| À PRODUIRE |
Prolongez le texte sur l'effet Mandela et la théorie des mondes multiples en reprenant juste après sa dernière phrase.

| TEXTE FOURNI |
- - - - - - -

Théorie quantique des mondes multiples
Bien évidemment,
Fiona Broome et ses amis ne se contentent pas d’énumérer les distorsions de la
réalité pour le plaisir, mais proposent carrément une explication rationnelle
et scientifique au phénomène : l’effet Mandela n’est pas la preuve empirique de
la plasticité de la mémoire humaine, c’est celle de l’existence de réalités
parallèles qui s’entrechoquent de temps en temps. A la manière de cette scène de Matrix,
dans laquelle un sentiment de déjà-vu révèle une modification de la structure
du programme (synonyme de présence d’agents), les souvenirs alternatifs
seraient donc une preuve qu’une infinité d’itérations de la réalité coexistent
– dans l’une d’entre elles, Di Caprio aurait même gagné un Oscar
avant 2016, c’est dire. Pour appuyer son hypothèse, Fiona Broome
convoque la théorie
des mondes multiples d’Everett, aussi appelée théorie des états
relatifs. Formulée en 1957 par le physicien américain Hugh Everett, elle tente
d’expliquer rationnellement l’intrication quantique
(le phénomène qui permet à deux particules d’interagir instantanément, peu
importe leur distance géographique) en proposant le modèle suivant : à chaque
fois qu’un état quantique est observé (au détriment d’un autre), la réalité se
scinde et une nouvelle version continue son chemin en parallèle de la nôtre.
Vous pensez à Sliders, les
mondes parallèles ? Vous êtes un gros nerd né dans les années 80
mais vous avez raison, car ça donne (à peu près) ça. A la différence que
contrairement à la série, ces réalités pourraient s’affecter entre elles, ce
qui donne à la fois la physique quantique et un Mandela mort en taule dans un
1980 alternatif où Coluche a peut-être mené sa présidentielle jusqu’au bout.
L’explication derrière
l’effet Mandela se trouve plus certainement dans la psychologie sociale que
dans la physique quantique.
Evidemment,
sitôt qu’on mêle physique quantique et complotisme, le nom du CERN n’est jamais
très loin. Fiona Broome est donc ravie de nous apprendre, sur son site,
que « certains scientifiques ont, en privé, émis l’idée que les expériences
du Cern sur la physique quantique pourraient altérer la structure de la réalité
». Et si le LHC s’est déjà amusé à chercher des preuves
expérimentales de l’existence d’univers parallèles, notamment via la
détection de mini trous noirs, l’expérience
n’a absolument rien donné (en partie car le dispositif ne permettait
pas d’atteindre des niveaux d’énergie suffisants, mais que Fiona Broome se
rassure, le nouvel accélérateur de particules devrait y arriver).

- - - - - - -

| ENREGISTREMENTS EXTRAITS |
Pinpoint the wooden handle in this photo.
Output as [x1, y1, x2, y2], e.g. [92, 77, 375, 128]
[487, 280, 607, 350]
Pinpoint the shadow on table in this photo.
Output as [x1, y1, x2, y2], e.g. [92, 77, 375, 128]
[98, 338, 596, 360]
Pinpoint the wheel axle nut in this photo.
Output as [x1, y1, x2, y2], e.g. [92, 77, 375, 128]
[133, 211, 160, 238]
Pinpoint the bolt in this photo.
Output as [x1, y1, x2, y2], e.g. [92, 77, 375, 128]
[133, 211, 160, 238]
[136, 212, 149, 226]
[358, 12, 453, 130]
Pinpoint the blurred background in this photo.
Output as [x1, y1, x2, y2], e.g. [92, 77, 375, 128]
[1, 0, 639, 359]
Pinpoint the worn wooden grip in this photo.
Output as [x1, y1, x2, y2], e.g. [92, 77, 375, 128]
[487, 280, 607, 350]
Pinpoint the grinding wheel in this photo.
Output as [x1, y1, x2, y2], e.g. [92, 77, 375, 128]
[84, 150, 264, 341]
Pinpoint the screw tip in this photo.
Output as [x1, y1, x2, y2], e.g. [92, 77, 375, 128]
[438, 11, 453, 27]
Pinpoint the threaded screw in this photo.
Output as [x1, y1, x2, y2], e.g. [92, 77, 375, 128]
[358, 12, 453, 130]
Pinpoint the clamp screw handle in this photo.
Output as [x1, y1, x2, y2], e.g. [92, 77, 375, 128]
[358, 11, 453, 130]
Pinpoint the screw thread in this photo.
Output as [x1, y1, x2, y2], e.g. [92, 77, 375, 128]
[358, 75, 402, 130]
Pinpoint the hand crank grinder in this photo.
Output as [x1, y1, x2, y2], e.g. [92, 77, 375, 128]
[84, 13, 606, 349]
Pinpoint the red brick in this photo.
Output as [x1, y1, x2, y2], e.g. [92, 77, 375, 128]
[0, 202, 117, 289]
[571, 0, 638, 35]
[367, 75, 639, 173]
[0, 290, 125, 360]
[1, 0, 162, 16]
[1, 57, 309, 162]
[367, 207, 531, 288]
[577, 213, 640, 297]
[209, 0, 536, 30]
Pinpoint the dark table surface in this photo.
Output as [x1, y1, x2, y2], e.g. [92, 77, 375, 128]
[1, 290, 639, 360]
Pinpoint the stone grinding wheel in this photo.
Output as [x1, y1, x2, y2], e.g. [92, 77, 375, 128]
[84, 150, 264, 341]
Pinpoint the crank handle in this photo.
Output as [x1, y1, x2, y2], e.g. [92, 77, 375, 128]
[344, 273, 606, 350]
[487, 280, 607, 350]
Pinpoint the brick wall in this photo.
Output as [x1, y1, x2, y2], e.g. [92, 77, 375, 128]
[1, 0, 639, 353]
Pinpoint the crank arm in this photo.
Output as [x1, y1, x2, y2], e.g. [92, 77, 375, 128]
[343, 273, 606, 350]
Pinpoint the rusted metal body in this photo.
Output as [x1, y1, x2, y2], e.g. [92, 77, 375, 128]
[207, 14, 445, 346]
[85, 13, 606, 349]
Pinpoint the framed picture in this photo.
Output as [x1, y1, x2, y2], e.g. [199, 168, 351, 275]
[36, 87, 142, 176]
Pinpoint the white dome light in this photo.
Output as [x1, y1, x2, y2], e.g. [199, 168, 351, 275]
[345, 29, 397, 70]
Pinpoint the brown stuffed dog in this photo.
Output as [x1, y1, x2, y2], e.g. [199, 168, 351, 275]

- - - - - - -

| RÉSULTAT |
Quoi qu’il en
soit, l’explication derrière l’effet Mandela se trouve plus certainement dans
la psychologie sociale que dans la physique quantique. Selon le (seul) site entièrement
consacré à la déconstruction de l’effet Mandela, celui-ci peut être
perçu comme le produit d’un ensemble de biais cognitifs, en particulier de la
capacité d’interprétation. La science a depuis longtemps prouvé que le cerveau
humain est une machine à désinformer, et que faire confiance à sa mémoire
lorsqu’il s’agit de restituer précisément une information est
généralement une très mauvaise idée. A cela s’ajoute la
suggestibilité, soit l’influence des attentes des autres sur nos propres
souvenirs : voir une personne écrire que Mandela est mort en 1980 pousse à
s’interroger ; quand elles sont dix, on est tenté de réécrire son histoire
mentale (le concept est notamment essentiel pour déterminer la
validité des témoignages judiciaires). Enfin, si les sceptiques
radicaux du subreddit sont si intimement persuadés que leurs souvenirs
sont ceux d’une autre réalité, c’est à cause du concept de dissonance
cognitive : lorsque l’on confronte quelqu’un à une information
incompatible avec ses croyances, la personne se retrouve dans un état de
tension désagréable et choisit le plus souvent de renforcer sa croyance
initiale, la rendant de fait encore plus rigide et imperméable à la critique.
Le phénomène se retrouve, notamment, dans les sectes apocalyptiques, qui
croient encore que la fin du monde est proche alors que les calendriers mayas
et Paco Rabanne ont successivement échoué à la prédire.
En désespoir de
cause, armons-nous du principe du
rasoir d’Ockham, qui stipule que la théorie la plus simple est
souvent la plus vraisemblable, et interrogeons-nous : est-il plus probable que
notre réalité ne soit qu’une version parmi d’autres et que seul un petit nombre
de personnes possède la capacité de détecter ses fluctuations grâce à une
mémoire infaillible, ou que l’effet Mandela soit la simple preuve que notre
cerveau passe son temps à travestir les faits? La mauvaise foi est ainsi faite
qu’elle préférera souvent l’alambiqué au limpide, et s’épanouira avec délice
dans une croyance dont il est essentiellement impossible de démontrer
l’invalidité. La vérité est ailleurs, dans une réalité parallèle ou Mohamed Ali
nous aurait quittés. Attendez, ce serait pas la nôtre, celle-ci? My mind is
fucked.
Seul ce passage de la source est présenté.